*Challenge*. Copy the following lines over word for word, covering all of the material.

# Dataset excerpts start

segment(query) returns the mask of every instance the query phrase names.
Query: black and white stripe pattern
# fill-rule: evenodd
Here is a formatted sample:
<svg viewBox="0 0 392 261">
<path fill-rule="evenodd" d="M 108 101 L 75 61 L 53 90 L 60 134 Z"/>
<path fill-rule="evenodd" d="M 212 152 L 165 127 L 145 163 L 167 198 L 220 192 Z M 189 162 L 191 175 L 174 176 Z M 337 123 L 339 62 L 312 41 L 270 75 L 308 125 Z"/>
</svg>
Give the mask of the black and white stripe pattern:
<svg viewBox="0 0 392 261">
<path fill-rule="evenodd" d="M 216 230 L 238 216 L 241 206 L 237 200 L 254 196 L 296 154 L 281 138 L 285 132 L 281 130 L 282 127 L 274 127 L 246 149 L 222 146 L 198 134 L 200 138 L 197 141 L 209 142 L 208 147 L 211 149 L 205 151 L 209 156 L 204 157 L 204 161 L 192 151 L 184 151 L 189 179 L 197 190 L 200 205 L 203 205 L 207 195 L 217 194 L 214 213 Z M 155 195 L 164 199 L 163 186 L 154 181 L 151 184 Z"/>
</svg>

# Dataset excerpts end

*Solution to the exercise*.
segment(query) returns the mask of every instance the query phrase names.
Query: black and white stripe pattern
# fill-rule: evenodd
Here is a formatted sample:
<svg viewBox="0 0 392 261">
<path fill-rule="evenodd" d="M 108 101 L 75 61 L 53 90 L 60 134 Z"/>
<path fill-rule="evenodd" d="M 212 152 L 165 127 L 145 163 L 167 198 L 220 192 Z M 189 162 L 191 175 L 174 176 Z M 337 123 L 339 62 L 312 41 L 270 75 L 308 125 Z"/>
</svg>
Give the mask of the black and white stripe pattern:
<svg viewBox="0 0 392 261">
<path fill-rule="evenodd" d="M 216 230 L 238 216 L 241 206 L 237 200 L 254 196 L 296 154 L 281 138 L 285 132 L 281 130 L 282 127 L 274 127 L 246 149 L 222 146 L 198 134 L 200 138 L 197 141 L 209 142 L 208 147 L 211 149 L 205 151 L 209 156 L 204 157 L 204 161 L 192 151 L 184 151 L 189 179 L 197 190 L 200 205 L 203 205 L 207 195 L 217 194 L 214 213 Z M 155 195 L 164 199 L 163 186 L 154 181 L 151 184 Z"/>
</svg>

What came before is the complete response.